▸ What needs to be done:
From the battery interview below, list in order the kinds of devices and vehicles that lithium-ion batteries have moved on to power since 1991, according to the interviewee.

Selected extract Block Start

Interviewee: Venkat Viswanathan
I think the big change that has happened is batteries have been getting better and better and impressively, since 1991 when Sony first introduced the lithium-ion battery, is slowly you’ve been moving upmarket. First, it was about the small handheld devices. Second, it was sort of the laptops. And then the same laptop-type batteries then started to power cars, and then I guess at the end of 2020 we’re starting to see larger vehicles like pickup trucks and so on. And we’re successively packing in more and more energy, purely by electric power and by batteries. We still have a long way to go to continue to electrify all planes, but slowly we’ll start again in the same way that we did with cars. We’ll do the same thing in aviation where we’ll do small planes, then bigger planes, and then the very large planes hopefully someday.
Interviewer: Benjamin Thompson
One of the issues you highlight that’s preventing current batteries being used to power planes is weight, and comparably aviation fuel gives a lot more power for the same amount of weight. What’s the disparity now between lithium-ion batteries and current aviation fuel?
Interviewee: Venkat Viswanathan
If you compare just on a fuel basis, it’s about 30-40 times more. But the electric drivetrain is much more efficient than the comparable gas turbine, and so overall it’s roughly 10 times more energy per weight, and so that’s the disparity. That’s the gap we’re trying to address. And I think what will happen is some of that gap might be addressed by reducing the amount of power needed, which is what we’ve seen in cars as well, where some of the electric cars are more aerodynamic than comparable internal combustion engine vehicles. But then a large portion of the gap has to be addressed by improving the battery technology.
Interviewer: Benjamin Thompson
And it seems like future batteries have got a lot of challenges to overcome. For example, in your article you say that an aeroplane on the tarmac can be very, very hot, but yet at high altitude can be very, very cold. You need a huge amount of power to just get an aeroplane off the ground in the first instance. They’re just a couple of things there, but what does an ideal battery need to be able to do? What does a future battery look like?

Selected extract Block End
Data excerpts Block Start

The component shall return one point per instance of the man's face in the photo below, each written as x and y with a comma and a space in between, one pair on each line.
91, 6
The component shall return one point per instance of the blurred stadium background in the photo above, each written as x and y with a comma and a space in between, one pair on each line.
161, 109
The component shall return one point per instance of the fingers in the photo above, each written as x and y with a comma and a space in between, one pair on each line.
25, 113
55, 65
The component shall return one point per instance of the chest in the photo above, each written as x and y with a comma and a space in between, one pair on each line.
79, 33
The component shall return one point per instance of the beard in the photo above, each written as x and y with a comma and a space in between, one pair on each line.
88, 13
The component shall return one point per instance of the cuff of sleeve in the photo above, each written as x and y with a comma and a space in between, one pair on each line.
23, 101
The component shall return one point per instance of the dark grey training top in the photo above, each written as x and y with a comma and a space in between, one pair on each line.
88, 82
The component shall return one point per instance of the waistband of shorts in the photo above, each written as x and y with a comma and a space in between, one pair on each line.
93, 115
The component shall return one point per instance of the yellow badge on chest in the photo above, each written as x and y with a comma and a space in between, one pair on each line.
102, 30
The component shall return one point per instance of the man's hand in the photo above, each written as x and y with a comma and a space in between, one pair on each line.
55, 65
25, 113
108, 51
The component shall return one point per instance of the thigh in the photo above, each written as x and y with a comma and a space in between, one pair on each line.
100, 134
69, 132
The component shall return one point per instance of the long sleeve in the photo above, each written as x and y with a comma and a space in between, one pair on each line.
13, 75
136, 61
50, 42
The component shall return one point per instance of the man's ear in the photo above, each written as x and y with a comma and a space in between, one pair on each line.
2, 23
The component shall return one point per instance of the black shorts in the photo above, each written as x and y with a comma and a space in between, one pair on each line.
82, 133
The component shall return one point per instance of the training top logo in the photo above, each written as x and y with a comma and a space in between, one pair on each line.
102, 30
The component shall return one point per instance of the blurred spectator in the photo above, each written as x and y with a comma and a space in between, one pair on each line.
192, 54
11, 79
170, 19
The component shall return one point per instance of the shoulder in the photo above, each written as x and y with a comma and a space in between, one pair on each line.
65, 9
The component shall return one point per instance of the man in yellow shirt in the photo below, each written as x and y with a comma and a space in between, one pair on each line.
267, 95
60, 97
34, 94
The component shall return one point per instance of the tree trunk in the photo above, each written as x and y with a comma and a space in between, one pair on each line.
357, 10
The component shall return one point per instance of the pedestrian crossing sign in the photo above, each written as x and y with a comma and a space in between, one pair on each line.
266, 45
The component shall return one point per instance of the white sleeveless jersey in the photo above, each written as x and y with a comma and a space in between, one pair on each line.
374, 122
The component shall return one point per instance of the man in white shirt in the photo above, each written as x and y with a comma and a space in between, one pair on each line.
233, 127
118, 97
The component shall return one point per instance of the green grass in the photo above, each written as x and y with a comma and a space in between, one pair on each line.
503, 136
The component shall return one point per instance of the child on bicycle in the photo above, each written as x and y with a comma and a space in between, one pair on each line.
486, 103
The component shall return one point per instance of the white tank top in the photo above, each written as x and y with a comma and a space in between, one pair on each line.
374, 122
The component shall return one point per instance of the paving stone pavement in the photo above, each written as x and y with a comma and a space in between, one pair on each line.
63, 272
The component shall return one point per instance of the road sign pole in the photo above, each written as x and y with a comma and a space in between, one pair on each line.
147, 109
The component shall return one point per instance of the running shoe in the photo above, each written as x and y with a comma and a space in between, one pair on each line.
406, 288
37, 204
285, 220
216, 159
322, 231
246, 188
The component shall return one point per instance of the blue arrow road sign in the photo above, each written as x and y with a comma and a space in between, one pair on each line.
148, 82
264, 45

Data excerpts Block End

▸ Solution for this problem:
1. Small handheld devices
2. Laptops
3. Cars
4. Larger vehicles such as pickup trucks